Across the entries, count the lines that include "lemur" and report only that number.
<<<<
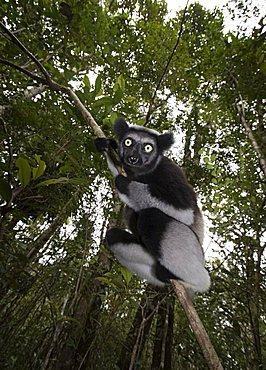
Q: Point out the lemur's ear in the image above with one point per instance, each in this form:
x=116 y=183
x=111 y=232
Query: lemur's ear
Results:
>>>>
### FINISHED EXERCISE
2